-- TASK DESCRIPTION --
Collect every line of the items below that contains the string "groom", matching capitalization exactly.

START STORED DATA

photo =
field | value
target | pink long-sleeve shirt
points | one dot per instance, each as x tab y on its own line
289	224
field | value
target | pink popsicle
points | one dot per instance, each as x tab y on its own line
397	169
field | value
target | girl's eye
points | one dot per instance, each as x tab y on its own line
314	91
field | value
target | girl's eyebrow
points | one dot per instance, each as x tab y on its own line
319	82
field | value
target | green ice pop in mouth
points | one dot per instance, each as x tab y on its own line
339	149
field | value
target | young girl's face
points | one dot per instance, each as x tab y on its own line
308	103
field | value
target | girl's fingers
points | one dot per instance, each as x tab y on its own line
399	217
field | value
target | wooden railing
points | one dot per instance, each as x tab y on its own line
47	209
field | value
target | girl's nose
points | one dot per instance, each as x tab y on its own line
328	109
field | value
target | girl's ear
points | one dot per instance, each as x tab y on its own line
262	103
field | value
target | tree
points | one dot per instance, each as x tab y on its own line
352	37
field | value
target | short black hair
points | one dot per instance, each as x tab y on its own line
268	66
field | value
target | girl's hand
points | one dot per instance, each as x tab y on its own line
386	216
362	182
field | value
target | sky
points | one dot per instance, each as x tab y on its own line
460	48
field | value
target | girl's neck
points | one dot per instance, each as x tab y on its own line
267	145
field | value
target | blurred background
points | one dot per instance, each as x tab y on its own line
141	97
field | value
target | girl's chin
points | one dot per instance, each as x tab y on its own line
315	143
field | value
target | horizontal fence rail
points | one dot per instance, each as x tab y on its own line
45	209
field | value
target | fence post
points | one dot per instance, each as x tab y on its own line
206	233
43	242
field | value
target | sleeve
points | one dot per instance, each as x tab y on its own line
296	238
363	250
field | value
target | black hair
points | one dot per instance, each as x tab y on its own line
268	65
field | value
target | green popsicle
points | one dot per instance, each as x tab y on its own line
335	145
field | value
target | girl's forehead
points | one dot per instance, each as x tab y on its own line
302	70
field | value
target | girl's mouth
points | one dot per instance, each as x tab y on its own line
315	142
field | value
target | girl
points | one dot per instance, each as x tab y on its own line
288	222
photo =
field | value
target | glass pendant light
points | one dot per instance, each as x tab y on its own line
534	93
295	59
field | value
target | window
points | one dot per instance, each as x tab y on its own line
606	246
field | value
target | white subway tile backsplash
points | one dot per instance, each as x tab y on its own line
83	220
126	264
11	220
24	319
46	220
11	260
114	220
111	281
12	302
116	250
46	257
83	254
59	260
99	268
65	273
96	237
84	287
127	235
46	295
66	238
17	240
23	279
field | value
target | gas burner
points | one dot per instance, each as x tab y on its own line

END STORED DATA
START STORED DATA

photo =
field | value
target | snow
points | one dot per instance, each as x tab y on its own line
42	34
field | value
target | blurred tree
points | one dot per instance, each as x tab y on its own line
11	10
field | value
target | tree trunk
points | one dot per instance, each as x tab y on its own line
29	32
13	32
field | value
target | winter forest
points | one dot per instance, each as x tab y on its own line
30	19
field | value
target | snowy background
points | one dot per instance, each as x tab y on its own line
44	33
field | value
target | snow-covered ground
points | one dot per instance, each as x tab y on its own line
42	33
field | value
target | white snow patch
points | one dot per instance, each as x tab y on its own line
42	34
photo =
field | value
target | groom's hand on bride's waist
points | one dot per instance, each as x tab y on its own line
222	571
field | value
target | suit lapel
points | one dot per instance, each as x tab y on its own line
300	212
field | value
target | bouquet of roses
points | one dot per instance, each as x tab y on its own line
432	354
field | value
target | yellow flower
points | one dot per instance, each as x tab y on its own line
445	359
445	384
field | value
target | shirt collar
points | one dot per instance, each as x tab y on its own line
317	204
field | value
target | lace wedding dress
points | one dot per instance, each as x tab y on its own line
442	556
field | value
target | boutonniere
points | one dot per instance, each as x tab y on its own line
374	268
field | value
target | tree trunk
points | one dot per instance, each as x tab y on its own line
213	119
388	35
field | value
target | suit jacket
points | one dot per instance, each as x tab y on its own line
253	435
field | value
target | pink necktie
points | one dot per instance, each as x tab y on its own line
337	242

END STORED DATA
START STORED DATA

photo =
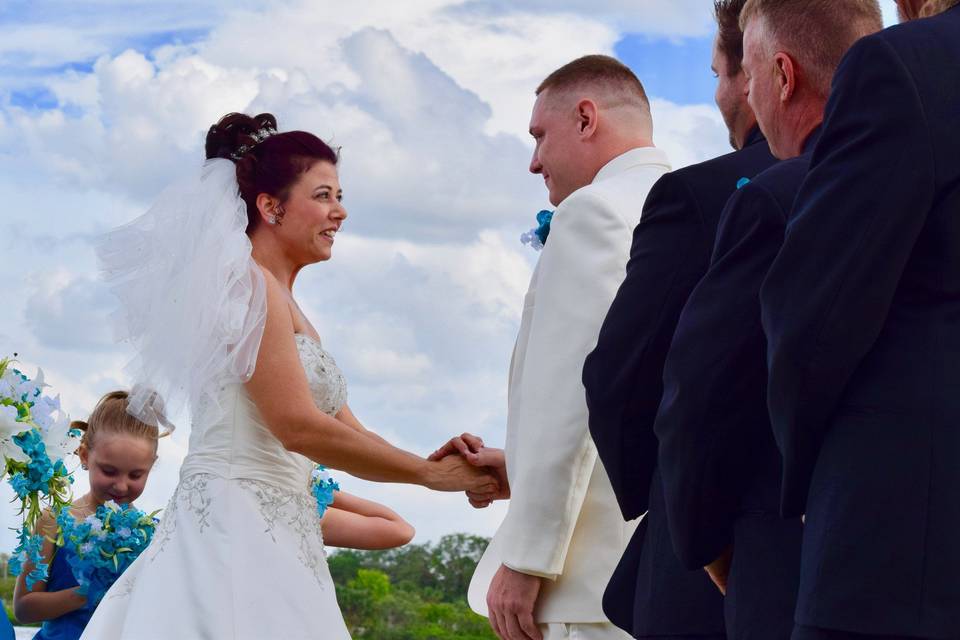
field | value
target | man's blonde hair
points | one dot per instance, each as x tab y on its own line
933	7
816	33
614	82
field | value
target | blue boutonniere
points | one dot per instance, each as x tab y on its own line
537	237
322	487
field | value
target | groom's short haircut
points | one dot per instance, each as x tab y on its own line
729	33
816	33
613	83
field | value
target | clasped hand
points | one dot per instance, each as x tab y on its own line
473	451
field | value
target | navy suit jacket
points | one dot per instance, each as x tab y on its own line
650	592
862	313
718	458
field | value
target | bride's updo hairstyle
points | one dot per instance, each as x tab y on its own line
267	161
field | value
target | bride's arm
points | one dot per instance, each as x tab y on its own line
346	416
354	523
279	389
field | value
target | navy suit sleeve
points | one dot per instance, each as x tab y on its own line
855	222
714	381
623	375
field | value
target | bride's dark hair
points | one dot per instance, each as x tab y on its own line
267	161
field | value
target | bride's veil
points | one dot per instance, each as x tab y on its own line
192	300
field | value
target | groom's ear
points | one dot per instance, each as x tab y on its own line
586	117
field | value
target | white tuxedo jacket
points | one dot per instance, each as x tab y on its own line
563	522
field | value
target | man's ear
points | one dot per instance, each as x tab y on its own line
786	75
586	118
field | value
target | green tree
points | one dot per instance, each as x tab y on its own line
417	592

END STORED DATA

-- COMPLETE RESPONSE --
target | groom's hand on bride's waist
target | groom's short haircut
target | groom's ear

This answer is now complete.